:: What is expected ::
Continue the biography of geneticist Mark Skolnick from its last sentence onward.

:: Supplied passage ::
○ ○ ○ ○ ○ ○ ○
- Born: Mark Henry Skolnick January 28, 1946 (age 80) Temple, Texas
- Education: UC Berkeley, Stanford University (PhD 1975)
- Known for: Restriction fragment length polymorphism (RFLP)
- Scientific career
- Fields: Economics, genetics
- Institutions: University of Utah, Myriad Genetics

= Mark Skolnick =

American scientist and businessman (born 1946)

Mark Henry Skolnick (born January 28, 1946) is an American geneticist and the founder of Myriad Genetics Inc, an American molecular diagnostic company based in Salt Lake City, Utah. His most cited paper is "Construction of a genetic linkage map in man using restriction fragment length polymorphisms" at 14901 times, according to Google Scholar.

== Early life and education ==
He was born in 1946 in Temple, Texas, and earned his B.A. at University of California at Berkeley in 1968 and a Ph.D at Stanford University in 1975. His father taught a clinical post graduate course in psychoanalysis at Stanford, where Skolnick was introduced to the bright Stanford academics at a very young age. “It got put into my head pretty early on that medicine was interesting,” says Skolnick, “but it might be more interesting to be an academic than a doctor. I’m not sure I would have wanted to just focus on seeing ill people.”
Skolnick was very good at math but his parents also played a very significant role cultivating his interest in science and in societal causes. “I think I was driven a lot by actually wanting to do something of lasting social significance,” he said. At the age of fourteen he wanted to be a world health doctor, although his early talents were most visible in mathematics.

He studied economics at the University of California, Berkeley, focusing on demography and anthropology. He was mostly interested in quantitative problems. He continued his graduate studies in demography in the same university and his ambition was to link these fields with genetics, studying individuals in a population, rather than large population trends. As he says, “The way you study individuals is in pedigrees, by linking fertility, mortality, migration-parameters for single individuals.”

He received his PhD from Stanford University in 1975. He then moved to the University of Utah where he began working in collaboration with the Departments of Medical Informatics, Biology, Cardiology and Genetics.

He directed the group that cloned the breast cancer susceptibility gene, BRCA1; found the full-length sequence of BRCA2.
○ ○ ○ ○ ○ ○ ○
:: Raw data ::
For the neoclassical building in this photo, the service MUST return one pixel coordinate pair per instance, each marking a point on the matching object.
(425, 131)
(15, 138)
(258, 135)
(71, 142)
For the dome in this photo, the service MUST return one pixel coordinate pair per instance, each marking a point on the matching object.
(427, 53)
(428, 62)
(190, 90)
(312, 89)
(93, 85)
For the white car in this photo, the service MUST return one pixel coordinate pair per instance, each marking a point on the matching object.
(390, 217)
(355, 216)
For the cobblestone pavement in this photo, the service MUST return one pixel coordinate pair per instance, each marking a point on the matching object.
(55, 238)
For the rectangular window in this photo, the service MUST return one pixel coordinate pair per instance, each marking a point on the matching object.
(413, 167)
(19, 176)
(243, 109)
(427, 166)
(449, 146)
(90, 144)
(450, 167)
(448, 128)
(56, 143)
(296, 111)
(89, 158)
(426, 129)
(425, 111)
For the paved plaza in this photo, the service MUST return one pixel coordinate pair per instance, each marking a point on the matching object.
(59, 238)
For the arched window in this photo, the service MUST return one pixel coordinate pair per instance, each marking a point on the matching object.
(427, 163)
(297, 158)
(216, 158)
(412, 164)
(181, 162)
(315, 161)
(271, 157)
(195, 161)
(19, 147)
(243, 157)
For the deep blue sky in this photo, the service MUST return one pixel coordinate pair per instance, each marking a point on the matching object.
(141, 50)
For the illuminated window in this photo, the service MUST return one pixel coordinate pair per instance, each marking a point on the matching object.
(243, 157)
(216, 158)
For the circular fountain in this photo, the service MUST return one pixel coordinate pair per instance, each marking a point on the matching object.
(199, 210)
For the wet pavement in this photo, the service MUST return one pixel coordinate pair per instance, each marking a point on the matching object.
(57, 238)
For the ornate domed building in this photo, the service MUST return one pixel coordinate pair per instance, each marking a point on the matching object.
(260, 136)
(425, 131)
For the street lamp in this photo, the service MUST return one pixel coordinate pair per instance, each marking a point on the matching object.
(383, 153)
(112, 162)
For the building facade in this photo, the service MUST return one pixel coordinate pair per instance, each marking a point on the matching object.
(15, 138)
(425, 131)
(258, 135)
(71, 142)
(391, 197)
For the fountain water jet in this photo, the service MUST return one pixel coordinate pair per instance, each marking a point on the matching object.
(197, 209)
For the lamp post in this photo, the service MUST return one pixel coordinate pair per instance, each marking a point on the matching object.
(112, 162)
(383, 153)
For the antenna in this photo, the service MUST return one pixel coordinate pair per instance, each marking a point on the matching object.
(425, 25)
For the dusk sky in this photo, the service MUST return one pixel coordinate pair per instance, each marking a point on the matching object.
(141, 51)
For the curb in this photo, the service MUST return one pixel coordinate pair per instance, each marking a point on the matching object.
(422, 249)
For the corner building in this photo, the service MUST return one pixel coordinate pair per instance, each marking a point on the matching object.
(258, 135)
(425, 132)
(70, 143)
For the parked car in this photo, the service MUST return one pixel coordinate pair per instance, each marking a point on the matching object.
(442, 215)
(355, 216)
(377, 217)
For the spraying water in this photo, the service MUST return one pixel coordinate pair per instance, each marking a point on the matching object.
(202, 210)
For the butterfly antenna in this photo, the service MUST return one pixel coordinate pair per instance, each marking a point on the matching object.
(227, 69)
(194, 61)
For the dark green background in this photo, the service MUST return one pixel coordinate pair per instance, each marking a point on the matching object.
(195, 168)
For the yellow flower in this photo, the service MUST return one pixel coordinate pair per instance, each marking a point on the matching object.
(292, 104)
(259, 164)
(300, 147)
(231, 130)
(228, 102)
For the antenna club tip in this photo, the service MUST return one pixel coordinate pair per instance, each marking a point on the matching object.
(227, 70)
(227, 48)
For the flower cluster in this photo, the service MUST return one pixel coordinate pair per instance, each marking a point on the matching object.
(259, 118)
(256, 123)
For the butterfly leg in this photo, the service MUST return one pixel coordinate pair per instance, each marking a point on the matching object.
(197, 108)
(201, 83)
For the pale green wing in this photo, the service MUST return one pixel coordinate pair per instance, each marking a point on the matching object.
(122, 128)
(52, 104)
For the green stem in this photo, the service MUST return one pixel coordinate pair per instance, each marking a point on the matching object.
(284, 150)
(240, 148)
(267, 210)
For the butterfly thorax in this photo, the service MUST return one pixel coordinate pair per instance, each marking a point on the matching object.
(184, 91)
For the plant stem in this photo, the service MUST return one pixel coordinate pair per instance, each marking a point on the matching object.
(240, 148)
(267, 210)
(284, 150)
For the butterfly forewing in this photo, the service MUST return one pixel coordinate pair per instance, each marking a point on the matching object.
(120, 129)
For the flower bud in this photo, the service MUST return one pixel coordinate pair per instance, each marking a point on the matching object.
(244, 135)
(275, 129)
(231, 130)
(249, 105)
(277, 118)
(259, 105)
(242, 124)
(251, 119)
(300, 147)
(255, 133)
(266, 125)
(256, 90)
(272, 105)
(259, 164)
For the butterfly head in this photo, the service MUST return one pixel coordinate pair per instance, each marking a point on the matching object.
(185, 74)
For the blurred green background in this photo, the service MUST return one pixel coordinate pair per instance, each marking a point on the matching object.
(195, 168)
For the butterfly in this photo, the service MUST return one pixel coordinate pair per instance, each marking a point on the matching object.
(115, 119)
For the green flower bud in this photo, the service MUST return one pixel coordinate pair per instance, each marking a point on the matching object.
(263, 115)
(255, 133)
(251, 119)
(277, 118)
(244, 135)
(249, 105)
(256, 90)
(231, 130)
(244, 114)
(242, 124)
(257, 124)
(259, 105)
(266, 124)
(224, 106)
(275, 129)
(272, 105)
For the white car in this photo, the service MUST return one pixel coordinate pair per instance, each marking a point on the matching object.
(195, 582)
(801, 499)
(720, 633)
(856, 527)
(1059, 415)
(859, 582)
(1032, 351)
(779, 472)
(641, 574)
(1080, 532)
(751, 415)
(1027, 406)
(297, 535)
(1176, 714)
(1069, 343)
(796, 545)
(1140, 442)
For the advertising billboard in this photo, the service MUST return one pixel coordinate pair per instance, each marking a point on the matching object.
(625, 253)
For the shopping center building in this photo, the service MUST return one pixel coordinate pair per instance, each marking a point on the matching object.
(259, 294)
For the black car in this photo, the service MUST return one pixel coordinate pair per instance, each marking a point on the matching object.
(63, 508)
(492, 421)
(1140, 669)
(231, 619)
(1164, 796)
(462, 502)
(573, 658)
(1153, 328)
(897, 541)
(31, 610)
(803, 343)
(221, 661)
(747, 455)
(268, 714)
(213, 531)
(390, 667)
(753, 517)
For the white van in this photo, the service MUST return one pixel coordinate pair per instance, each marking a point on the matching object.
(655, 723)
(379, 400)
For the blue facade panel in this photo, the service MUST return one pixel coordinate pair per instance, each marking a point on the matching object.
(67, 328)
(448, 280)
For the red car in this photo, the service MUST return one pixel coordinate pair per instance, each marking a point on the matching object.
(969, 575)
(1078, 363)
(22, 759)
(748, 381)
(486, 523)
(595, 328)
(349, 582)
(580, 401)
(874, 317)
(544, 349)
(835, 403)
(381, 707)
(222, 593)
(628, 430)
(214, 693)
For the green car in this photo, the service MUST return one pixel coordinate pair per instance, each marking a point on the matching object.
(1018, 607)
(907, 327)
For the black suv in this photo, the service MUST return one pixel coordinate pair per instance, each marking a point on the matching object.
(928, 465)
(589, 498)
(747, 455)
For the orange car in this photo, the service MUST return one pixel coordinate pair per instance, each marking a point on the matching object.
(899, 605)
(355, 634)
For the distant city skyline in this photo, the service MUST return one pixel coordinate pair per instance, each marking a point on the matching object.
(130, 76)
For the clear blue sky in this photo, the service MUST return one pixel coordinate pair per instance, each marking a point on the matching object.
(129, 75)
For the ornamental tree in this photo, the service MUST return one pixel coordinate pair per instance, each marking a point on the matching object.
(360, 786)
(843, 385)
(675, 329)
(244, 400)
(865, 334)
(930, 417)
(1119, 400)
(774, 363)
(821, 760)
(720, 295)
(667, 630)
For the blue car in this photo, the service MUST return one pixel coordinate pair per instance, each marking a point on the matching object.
○ ○ ○ ○ ○ ○ ○
:: Written answer ::
== Discovery of BRCAl and BRCA2 genes ==

Connecting Demography with Genetics: According to Skolnick, "the first scientific step in my search of the BRCA gene arose from my interest in demography, the study of human populations. The standard wisdom in the 1960s was that this was small field that should be studied within the contrast of sociology or economics." He used the demography and applied to genetics and studied individual in multi-generational families.

Secondly, he was instrumental in forming a familial cancer screening clinic. Skolnick and his colleagues used this clinic to study a number of people in different families with different types of cancers. As Skolnick states, “ This resources was a key to our success” in finding the BRCA genes.

Finally, Skolnick and his group developed a method called Restriction Fragment Length Polymorphisms (RFLPs) for genetic mapping which was also a significant resource for human genome project. After that point on his group focused on this technique and started to map and clone genes that caused diseases. The first gene they cloned successfully using this RFLPs was of Alport syndrome. This technique was one of many later used for the discovery of BRCA.

== Awards ==
- Skolnick was elected a Fellow of the American Medical Informatics Association in 1990.
- In 1994, The New York Times acknowledged him as "leader of the team that successfully identified the gene for breast cancer." Said The New York Times: "No one is more surprised and gratified than Dr. Mark H. Skolnick of the University of Utah, whose team plucked the gene from a crowded stretch of chromosome 17 and out of the grasp of 12 other teams that had thrown hats and hopes into the ring."